Data supplied start

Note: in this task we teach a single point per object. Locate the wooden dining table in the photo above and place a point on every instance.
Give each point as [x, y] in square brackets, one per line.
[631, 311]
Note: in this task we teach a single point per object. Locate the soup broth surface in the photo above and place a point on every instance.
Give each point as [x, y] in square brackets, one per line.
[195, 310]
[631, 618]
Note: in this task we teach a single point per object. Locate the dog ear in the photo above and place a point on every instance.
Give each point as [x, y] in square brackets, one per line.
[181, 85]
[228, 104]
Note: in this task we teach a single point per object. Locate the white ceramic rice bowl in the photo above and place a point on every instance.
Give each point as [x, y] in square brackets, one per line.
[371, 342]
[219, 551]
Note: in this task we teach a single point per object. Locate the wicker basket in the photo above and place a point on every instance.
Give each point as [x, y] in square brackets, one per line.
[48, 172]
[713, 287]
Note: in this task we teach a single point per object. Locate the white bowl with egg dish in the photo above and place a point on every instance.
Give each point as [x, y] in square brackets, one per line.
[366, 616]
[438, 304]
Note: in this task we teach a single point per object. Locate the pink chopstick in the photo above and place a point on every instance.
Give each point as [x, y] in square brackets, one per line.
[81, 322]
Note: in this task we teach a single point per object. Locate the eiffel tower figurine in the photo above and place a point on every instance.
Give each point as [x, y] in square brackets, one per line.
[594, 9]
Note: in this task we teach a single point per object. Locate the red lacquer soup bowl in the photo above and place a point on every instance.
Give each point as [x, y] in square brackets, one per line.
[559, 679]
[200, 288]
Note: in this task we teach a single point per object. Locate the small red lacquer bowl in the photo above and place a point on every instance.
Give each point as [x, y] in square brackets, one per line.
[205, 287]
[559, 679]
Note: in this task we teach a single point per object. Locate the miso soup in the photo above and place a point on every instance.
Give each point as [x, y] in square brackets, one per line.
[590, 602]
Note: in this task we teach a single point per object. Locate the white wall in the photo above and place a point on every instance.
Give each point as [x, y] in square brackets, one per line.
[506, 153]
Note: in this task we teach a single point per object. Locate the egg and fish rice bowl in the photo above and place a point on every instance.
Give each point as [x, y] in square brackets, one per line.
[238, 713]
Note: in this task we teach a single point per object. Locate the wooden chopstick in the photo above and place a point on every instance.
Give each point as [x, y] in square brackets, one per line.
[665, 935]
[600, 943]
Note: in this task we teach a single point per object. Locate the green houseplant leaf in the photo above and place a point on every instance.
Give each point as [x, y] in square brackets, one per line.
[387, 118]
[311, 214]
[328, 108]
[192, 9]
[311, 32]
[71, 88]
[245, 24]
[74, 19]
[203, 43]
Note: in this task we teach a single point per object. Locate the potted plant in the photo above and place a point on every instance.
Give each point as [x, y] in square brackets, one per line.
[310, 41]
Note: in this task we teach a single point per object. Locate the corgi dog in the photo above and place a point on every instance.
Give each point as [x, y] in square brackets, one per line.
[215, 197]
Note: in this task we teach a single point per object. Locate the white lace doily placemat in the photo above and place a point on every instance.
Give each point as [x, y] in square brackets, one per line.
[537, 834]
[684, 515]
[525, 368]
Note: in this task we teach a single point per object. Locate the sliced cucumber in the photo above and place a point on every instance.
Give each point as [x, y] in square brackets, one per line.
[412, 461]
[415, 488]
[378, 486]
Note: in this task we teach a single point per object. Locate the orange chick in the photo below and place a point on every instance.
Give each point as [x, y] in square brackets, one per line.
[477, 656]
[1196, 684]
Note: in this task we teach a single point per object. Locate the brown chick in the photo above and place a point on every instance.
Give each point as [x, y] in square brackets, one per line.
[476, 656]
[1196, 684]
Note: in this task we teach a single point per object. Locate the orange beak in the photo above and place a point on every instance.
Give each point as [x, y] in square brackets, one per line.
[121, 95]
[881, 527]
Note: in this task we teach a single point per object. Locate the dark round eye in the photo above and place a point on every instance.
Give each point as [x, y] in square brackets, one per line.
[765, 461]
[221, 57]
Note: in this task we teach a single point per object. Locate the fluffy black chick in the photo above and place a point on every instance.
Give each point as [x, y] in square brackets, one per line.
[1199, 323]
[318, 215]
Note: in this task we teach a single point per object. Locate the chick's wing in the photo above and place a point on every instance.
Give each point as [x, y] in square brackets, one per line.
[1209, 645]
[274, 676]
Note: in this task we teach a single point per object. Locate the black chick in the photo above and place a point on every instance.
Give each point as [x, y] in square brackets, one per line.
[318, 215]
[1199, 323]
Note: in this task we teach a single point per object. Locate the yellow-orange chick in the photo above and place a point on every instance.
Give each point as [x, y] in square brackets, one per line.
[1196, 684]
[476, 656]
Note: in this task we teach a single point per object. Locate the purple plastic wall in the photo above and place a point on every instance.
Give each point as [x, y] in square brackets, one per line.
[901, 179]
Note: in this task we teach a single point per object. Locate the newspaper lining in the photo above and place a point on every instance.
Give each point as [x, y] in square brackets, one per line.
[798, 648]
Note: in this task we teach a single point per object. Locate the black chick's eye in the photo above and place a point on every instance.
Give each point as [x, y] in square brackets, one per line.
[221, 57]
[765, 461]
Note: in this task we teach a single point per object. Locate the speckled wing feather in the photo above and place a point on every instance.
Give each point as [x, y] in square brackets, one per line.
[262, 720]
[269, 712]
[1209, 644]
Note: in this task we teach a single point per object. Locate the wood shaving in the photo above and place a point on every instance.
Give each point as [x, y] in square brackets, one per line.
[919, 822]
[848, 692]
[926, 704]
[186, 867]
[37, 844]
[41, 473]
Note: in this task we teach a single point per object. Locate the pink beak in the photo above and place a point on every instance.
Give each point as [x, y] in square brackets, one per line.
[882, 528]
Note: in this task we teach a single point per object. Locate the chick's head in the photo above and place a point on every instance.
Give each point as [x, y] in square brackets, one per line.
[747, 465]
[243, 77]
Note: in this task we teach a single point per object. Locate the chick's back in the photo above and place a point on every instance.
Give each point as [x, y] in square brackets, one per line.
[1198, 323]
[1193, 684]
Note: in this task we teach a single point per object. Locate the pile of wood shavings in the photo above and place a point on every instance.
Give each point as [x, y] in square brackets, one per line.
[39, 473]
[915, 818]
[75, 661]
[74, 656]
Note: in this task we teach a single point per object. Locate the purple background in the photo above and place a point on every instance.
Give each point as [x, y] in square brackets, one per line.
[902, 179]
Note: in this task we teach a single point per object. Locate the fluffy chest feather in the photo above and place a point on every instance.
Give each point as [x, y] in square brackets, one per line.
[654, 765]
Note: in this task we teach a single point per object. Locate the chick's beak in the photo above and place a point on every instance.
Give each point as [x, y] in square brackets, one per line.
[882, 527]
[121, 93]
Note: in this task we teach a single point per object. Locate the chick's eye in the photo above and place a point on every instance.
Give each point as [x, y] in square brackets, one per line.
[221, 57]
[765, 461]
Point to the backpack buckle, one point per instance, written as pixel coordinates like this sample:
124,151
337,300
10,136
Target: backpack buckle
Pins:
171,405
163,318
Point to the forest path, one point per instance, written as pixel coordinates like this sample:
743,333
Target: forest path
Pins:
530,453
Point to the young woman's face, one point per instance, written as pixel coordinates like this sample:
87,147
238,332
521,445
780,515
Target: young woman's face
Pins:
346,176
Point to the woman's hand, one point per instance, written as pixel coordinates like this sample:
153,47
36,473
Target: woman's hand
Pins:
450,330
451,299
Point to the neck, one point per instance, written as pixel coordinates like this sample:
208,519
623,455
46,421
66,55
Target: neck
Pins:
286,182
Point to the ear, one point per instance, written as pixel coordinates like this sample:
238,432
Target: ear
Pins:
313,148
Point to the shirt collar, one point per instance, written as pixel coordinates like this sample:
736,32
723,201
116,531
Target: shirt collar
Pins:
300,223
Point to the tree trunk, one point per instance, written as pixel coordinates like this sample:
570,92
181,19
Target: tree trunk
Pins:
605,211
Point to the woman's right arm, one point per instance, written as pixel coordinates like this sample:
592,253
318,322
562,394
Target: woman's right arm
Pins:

Data supplied end

> What the task asks:
Return every line from the one holding "Point to the neck, one" through the end of the data, exactly as it appears, with both ends kept and nothing else.

> Task solution:
Point to the neck, one point per instance, written as pixel coordinates like this sample:
208,519
623,455
46,421
66,55
Target: neck
Pins:
286,182
Point to the ear, one point per instance, written as pixel coordinates like this sample:
238,432
Target: ear
Pins:
313,148
Point to the shirt collar, one point per instance, written as pixel coordinates like this sample:
736,32
723,201
116,531
Target: shirt collar
Pins:
300,223
Point to the tree trunk, one point per instance, written as pixel coordinates like this sample:
570,92
181,19
Target: tree trunk
Pins:
605,211
Point to the woman's right arm, one point per instance, written as pixel coordinates like this sample:
592,253
318,322
562,394
Target: woman's right arm
Pins:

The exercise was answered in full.